--- Start Text shown ---

The prudence of his immediate friends, fortunately defeated the
murderous purpose--and by the simple device of taking the regular night
express from Philadelphia instead of a special train next day--to
Washington, he reached the National Capital without molestation early on
the morning of the 23rd of February.

That morning, after Mr. Lincoln's arrival, in company with Mr. Lovejoy,
the writer visited him at Willard's Hotel. During the interview both
urged him to "Go right along, protect the property of the Country, and
put down the Rebellion, no matter at what cost in men and money." He
listened with grave attention, and said little, but very clearly
indicated his approval of all the sentiments thus expressed--and then,
with the same firm and manly and cheerful faith in the outcome, he
added: "As the Country has placed me at the helm of the Ship, I'll try
to steer her through."

The spirit in which he proposed to accomplish this superhuman task, was
shown when he told the Southern people through the Civic authorities of
Washington on the 27th of February--When the latter called upon him--
that he had no desire or intention to interfere with any of their
Constitutional rights--that they should have all their rights under the
Constitution, "not grudgingly, but fully and fairly." And what was the
response of the South to this generous and conciliatory message?
Personal sneers--imputations of Northern cowardice--boasts of Southern
prowess--scornful rejection of all compromise--and an insolent challenge
to the bloody issue of arms!

Said Mr. Wigfall, in the United States Senate, on March 2d, alluding to
Mr. Lincoln, "I do not think that a man who disguises himself in a
soldier's cloak and a Scotch cap (a more thorough disguise could not be
assumed by such a man) and makes his entry between day and day, into the
Capital of the Country that he is to govern--I hardly think that he is
going to look War sternly in the face.

--- End Text shown ---
--- Start Record list ---

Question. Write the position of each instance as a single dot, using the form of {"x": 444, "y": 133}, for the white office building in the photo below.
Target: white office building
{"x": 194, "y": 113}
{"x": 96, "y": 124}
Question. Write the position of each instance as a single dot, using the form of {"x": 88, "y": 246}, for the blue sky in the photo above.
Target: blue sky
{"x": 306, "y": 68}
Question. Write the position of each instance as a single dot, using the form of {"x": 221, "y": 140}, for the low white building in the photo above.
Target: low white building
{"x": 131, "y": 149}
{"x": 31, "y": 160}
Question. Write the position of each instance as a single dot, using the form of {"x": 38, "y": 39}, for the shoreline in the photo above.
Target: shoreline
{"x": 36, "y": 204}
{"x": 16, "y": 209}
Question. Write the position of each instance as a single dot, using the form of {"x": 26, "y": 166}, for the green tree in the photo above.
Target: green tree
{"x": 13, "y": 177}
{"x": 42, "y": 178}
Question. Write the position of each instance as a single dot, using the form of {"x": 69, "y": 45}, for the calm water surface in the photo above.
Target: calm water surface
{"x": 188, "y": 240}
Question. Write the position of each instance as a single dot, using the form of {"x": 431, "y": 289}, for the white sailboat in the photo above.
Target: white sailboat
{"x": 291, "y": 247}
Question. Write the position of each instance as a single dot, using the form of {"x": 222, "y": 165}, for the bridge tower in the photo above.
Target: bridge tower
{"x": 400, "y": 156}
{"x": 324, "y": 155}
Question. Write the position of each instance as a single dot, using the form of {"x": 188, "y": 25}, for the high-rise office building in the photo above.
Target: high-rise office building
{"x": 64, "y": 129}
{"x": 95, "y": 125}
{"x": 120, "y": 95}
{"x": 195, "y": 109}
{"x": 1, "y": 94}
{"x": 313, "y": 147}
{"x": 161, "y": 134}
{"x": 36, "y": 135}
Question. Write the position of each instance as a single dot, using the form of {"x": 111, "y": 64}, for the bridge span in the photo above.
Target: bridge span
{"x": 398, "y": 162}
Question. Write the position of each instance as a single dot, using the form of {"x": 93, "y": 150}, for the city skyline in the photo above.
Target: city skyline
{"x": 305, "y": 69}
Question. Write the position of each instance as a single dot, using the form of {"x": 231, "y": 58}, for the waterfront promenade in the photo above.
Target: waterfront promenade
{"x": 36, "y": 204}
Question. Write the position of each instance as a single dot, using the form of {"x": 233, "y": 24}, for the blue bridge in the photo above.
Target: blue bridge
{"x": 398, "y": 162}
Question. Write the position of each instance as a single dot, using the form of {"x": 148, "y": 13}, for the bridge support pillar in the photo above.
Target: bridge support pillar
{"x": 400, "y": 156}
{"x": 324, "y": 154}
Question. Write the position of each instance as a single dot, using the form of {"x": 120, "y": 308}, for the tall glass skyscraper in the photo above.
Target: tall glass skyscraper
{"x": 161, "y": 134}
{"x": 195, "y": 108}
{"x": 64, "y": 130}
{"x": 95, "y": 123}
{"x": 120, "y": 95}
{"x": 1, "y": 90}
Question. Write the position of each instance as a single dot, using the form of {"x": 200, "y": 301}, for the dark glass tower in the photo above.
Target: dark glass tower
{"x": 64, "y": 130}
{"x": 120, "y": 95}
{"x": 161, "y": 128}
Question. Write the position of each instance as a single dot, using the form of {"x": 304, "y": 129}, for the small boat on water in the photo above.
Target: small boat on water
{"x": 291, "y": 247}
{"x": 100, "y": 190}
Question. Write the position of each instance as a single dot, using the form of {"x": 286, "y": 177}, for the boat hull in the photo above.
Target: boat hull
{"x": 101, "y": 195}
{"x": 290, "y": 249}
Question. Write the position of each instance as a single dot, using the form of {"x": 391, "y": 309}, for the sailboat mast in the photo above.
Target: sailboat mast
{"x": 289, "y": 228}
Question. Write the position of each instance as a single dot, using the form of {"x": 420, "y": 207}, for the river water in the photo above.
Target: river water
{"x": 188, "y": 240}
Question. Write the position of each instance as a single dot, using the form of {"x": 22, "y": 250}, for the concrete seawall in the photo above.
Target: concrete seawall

--- End Record list ---

• Required work:
#1 In the passage on Lincoln's arrival in Washington, where did the writer and Mr. Lovejoy visit him?
#2 Pick up the passage on Lincoln's arrival in Washington after its last sentence and carry it forward.

• Responses per task:
#1 At Willard's Hotel.

#2
[Had Mr. Wigfall been able at this time to look four years into the
future and behold the downfall of the Southern Rebellion, the
flight of its Chieftains, and the capture of Jefferson Davis while
endeavoring to escape, with his body enclosed in a wrapper and a
woman's shawl over his head, as stated by Lieutenant-Colonel Stuart
of Jefferson Davis's Staff, p. 756, vol. ii., Greeley's American
Conflict--he would hardly have retailed this slander.]

"I look for nothing else than that the Commissioners from the
Confederated States will be received here and recognized by Abraham
Lincoln. I will now predict that this Republican Party that is going to
enforce the Laws, preserve the Union, and collect Revenue, will never
attempt anything so silly; and that instead of taking Forts, the troops
will be withdrawn from those which we now have. See if this does not
turn out to be so, in less than a week or ten days."

In the same insulting diatribe, he said: "It is very easy for men to
bluster who know there is going to be no danger. Four or five million
people living in a territory that extends from North Carolina down to
the Rio Grande, who have exports to above three hundred million dollars,
whose ports cannot be blockaded, but who can issue letters of marque and
reprisal, and sweep your commerce from the seas, and who will do it, are
not going to be trifled with by that sensible Yankee nation. Mark my
words. I did think, at one time, there was going to be War; I do not
think so now. * * * The Star of the West swaggered into Charleston
harbor, received a blow planted full in the face, and staggered out.
Your flag has been insulted; redress it if you dare! You have submitted
to it for two months, and you will submit to it for ever. * * * We
have dissolved the Union; mend it if you can; cement it with blood; try
the experiment! we do not desire War; we wish to avoid it. * * * This
we say; and if you choose to settle this question by the Sword, we feel,
we know, that we have the Right. We interfere with you in no way. We
ask simply that you will not interfere with us. * * * You tell us you
will keep us in the Union. Try the experiment!"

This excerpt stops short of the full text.